In still another aspect of the present invention, a method of self calibration of a wireless LAN communication device for communication with an access point of a LAN, includes steps of: entering a self-calibration mode when the wireless LAN communication device is powered up; transmitting a transmit signal containing a packet stream at an initial transmit power level, wherein the packet stream comprises at least one packet and the transmit power level of the transmit signal is monitored subsequent to the transmission of each packet; monitoring a transmit power level of the transmit signal; adjusting the transmit power level of the transmit signal by a step size so as not to exceed a predetermined maximum allowable transmit power level; and adjusting the transmit power level to a desired transmit power level.
In yet another aspect of the present invention, a method of self calibration of a wireless LAN communication device for communication with an access point of a LAN, includes steps of: entering a self-calibration mode when the wireless LAN communication device is powered up; transmitting a transmit signal containing a packet stream at an initial transmit power level, wherein the packet stream comprises at least one standard data packet and the transmit power level of the transmit signal is monitored subsequent to the transmission of each standard data packet; monitoring a transmit power level of the transmit signal; adjusting the transmit power level of the transmit signal by a step size, wherein the adjusting is performed by setting a transmit gain using a control voltage adjustment determined according to a transmit gain variation so as to make the step size as large as possible without exceeding a predetermined maximum step size, whereby the transmit power level is adjusted so as not to exceed a predetermined maximum allowable transmit power level; and adjusting the transmit power level to a desired transmit power level, wherein the transmit power level is adjusted to a higher desired transmit power level by setting the transmit gain for the higher desired transmit power level, and wherein the transmit power level is adjusted to a lower desired transmit power level by shifting bits in a digital-to-analog converter and setting the transmit gain for a higher transmit power level.

**Instruction**: Could you write out the self-calibration text from "In still another" up to and including "desired transmit power level."? Work from the self-calibration text alone.

**Data section**:
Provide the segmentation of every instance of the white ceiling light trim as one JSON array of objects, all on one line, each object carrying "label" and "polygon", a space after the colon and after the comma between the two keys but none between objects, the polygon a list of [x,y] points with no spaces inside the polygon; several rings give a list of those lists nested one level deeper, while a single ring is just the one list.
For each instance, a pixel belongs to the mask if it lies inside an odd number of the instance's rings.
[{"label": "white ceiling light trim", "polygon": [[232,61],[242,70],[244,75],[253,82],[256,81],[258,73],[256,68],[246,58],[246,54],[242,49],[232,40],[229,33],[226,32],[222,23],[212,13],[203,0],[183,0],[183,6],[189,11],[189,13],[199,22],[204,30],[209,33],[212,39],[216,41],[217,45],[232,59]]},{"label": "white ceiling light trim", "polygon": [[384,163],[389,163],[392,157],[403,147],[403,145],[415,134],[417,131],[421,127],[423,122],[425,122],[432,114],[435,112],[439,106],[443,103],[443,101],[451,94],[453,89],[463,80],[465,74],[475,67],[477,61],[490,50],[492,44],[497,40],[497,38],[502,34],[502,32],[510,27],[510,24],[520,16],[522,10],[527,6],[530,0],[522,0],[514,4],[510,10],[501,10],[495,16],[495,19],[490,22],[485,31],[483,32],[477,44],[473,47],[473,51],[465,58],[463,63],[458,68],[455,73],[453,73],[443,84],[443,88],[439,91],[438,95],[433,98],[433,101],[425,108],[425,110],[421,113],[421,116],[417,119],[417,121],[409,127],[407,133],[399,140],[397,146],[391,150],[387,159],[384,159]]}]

**Task output**:
In still another aspect of the present invention, a method of self calibration of a wireless LAN communication device for communication with an access point of a LAN, includes steps of: entering a self-calibration mode when the wireless LAN communication device is powered up; transmitting a transmit signal containing a packet stream at an initial transmit power level, wherein the packet stream comprises at least one packet and the transmit power level of the transmit signal is monitored subsequent to the transmission of each packet; monitoring a transmit power level of the transmit signal; adjusting the transmit power level of the transmit signal by a step size so as not to exceed a predetermined maximum allowable transmit power level; and adjusting the transmit power level to a desired transmit power level.